■ **DATA FOR THIS EXERCISE**:
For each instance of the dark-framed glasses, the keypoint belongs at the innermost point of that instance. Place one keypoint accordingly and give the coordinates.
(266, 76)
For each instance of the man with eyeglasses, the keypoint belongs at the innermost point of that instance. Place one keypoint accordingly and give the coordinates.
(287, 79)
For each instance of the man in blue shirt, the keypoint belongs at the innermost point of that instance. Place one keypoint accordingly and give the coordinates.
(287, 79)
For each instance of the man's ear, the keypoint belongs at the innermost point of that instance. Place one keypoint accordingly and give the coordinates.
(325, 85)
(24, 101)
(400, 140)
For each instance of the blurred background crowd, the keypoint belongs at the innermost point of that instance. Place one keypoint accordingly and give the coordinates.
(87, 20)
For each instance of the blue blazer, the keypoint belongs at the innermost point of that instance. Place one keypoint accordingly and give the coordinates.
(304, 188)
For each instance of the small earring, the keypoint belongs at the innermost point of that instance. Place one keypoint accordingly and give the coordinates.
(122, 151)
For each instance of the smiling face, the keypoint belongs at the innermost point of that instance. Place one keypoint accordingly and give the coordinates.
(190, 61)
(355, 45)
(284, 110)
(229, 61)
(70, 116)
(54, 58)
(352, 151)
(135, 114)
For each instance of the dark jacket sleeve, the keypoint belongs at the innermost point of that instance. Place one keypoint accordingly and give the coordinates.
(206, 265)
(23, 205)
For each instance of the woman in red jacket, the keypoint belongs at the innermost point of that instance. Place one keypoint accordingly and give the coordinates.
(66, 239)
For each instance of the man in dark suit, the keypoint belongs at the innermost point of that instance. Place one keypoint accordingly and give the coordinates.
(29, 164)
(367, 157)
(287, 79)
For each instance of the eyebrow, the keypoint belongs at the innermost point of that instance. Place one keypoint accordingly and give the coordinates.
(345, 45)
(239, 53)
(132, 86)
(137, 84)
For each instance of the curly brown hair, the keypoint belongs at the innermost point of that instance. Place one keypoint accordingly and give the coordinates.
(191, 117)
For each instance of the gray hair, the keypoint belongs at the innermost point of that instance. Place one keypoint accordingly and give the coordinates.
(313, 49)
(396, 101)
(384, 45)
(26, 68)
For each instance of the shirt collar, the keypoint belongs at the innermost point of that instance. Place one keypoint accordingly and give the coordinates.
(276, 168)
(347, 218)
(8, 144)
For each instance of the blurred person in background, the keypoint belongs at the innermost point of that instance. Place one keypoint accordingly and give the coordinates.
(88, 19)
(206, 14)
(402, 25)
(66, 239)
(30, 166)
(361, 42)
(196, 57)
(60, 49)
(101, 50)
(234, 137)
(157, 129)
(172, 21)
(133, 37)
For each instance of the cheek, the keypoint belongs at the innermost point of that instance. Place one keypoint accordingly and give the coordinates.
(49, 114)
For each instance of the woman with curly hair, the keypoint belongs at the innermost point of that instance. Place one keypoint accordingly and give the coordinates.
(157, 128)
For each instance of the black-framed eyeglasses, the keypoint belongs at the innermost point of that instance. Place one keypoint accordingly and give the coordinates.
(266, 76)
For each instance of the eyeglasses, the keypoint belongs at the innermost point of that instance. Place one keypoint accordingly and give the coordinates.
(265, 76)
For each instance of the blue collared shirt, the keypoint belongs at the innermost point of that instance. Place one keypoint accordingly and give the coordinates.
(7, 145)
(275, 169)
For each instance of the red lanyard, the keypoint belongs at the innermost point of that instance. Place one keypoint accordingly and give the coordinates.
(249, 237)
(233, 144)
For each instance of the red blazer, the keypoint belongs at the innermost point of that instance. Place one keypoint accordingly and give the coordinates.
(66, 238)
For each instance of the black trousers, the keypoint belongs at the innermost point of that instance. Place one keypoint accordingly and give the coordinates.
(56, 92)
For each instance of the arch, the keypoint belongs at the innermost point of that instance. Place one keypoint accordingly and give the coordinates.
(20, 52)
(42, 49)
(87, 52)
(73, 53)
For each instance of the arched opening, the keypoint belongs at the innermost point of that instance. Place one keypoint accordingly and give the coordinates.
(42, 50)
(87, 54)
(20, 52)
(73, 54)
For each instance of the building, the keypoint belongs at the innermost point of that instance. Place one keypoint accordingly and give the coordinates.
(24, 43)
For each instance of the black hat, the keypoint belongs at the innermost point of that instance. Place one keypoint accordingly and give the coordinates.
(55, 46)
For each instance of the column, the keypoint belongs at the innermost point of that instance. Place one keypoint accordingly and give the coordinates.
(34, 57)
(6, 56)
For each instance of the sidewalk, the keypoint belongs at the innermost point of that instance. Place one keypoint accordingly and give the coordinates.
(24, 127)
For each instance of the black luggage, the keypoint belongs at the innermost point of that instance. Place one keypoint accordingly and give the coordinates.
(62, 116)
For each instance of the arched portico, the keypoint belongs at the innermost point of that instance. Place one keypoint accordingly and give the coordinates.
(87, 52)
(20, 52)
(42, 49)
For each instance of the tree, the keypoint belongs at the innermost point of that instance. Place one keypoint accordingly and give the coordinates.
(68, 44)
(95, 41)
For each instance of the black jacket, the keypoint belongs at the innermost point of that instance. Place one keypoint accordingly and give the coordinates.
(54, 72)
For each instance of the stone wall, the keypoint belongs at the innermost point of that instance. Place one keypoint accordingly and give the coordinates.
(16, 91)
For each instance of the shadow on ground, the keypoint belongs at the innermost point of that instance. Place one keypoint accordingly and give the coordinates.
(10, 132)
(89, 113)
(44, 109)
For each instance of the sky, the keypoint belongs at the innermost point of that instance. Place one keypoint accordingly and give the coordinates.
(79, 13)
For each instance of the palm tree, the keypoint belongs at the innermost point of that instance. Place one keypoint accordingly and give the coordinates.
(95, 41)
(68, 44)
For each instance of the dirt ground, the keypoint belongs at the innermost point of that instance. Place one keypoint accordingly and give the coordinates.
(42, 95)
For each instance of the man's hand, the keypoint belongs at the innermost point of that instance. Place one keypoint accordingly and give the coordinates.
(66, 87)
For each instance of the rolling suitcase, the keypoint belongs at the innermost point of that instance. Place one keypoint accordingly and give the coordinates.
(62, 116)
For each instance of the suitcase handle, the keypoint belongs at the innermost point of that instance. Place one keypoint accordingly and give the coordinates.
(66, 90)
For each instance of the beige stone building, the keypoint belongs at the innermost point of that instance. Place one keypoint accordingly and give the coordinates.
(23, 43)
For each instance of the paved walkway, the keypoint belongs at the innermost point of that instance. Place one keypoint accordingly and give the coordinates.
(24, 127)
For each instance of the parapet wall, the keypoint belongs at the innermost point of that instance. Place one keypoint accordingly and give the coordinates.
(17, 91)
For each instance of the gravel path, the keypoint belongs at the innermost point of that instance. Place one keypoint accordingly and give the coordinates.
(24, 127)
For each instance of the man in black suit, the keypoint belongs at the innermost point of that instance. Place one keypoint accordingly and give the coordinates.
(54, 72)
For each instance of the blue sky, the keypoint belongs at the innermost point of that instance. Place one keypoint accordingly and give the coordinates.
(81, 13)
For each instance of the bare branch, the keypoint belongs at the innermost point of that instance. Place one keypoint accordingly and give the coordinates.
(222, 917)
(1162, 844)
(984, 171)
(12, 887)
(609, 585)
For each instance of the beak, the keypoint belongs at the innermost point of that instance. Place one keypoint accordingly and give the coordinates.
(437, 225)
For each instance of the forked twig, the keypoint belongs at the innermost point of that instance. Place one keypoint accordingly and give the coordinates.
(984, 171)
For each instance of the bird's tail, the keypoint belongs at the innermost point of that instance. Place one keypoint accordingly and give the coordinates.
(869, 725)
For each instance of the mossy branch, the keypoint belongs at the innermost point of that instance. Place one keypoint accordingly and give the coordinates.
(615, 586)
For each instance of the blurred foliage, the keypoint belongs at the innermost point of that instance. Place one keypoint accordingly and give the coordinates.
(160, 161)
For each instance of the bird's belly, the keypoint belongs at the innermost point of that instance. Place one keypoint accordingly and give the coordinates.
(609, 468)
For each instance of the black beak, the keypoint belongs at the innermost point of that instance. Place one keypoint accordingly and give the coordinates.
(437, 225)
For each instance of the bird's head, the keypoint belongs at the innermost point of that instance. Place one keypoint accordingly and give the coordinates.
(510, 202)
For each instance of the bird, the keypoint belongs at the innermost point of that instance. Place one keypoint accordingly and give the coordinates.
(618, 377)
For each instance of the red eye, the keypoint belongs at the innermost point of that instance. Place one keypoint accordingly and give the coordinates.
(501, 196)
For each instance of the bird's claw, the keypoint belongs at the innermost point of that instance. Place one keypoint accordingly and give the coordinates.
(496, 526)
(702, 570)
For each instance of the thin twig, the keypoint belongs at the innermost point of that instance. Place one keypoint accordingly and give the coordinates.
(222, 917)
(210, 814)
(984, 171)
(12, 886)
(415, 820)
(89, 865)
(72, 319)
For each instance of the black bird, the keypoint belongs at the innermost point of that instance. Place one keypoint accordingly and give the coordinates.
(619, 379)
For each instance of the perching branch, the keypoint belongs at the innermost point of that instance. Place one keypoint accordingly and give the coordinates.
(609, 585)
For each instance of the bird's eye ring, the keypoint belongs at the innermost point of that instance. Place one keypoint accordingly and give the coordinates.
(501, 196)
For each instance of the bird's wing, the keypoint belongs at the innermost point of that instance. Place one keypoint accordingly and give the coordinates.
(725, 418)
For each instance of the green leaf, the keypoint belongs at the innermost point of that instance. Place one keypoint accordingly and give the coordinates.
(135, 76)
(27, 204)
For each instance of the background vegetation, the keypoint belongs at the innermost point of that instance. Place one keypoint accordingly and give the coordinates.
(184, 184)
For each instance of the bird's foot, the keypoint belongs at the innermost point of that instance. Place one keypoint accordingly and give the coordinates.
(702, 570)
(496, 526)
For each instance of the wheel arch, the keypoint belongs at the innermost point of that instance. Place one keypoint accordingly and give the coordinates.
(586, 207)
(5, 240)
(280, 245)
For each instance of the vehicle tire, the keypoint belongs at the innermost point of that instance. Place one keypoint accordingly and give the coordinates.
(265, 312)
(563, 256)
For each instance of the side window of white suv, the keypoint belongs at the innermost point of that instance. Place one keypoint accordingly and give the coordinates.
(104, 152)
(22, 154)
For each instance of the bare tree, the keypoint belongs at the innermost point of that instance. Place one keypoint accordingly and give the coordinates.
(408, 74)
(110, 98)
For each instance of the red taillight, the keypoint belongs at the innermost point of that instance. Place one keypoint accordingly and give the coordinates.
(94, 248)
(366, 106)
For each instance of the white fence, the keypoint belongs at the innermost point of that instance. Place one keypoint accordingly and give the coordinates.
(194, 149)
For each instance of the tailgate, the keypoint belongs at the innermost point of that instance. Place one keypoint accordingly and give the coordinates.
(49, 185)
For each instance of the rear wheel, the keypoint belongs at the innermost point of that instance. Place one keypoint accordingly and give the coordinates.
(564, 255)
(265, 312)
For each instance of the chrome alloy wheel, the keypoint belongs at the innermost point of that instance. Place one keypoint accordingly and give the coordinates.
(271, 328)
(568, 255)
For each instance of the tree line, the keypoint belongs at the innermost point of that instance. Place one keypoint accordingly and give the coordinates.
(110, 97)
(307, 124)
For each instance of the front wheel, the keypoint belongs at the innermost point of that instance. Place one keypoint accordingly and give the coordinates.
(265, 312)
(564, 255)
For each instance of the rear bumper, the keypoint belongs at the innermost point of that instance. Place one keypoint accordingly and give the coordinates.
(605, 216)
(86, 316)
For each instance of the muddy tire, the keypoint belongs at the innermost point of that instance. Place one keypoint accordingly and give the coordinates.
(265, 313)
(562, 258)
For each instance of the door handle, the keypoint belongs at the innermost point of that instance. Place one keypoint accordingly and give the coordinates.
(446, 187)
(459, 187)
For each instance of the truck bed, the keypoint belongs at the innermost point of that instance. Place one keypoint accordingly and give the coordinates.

■ **WORK TO BE COMPLETED**:
Reproduce the lines from the one containing "For each instance of the tree line, the" to the end of the entries, keeping both ends and adding nothing.

■ **RESULT OF THIS EXERCISE**:
For each instance of the tree line, the keypoint belongs at the innermost point of that instance. Place one keypoint accordingly and give the coordinates.
(110, 97)
(307, 124)
For each instance of the front wheel, the keypoint belongs at the innermost point of that instance. Place one keypoint accordingly and give the coordinates.
(265, 312)
(564, 255)
For each instance of the rear bumper, the keypoint belongs at the innermost point of that instance. Place one keypoint accordingly and give the coordinates.
(605, 216)
(86, 316)
For each instance of the muddy tire, the keypoint belongs at the innermost point of that instance. Place one keypoint accordingly and give the coordinates.
(265, 313)
(562, 258)
For each instance of the door handle, the keypoint belongs at the innermost point of that instance. Place one keypoint accordingly and give the coordinates.
(446, 187)
(459, 187)
For each instance of the truck bed, the keypoint belongs at the innermost point of that instance. Place one keypoint accordingly and give the coordinates.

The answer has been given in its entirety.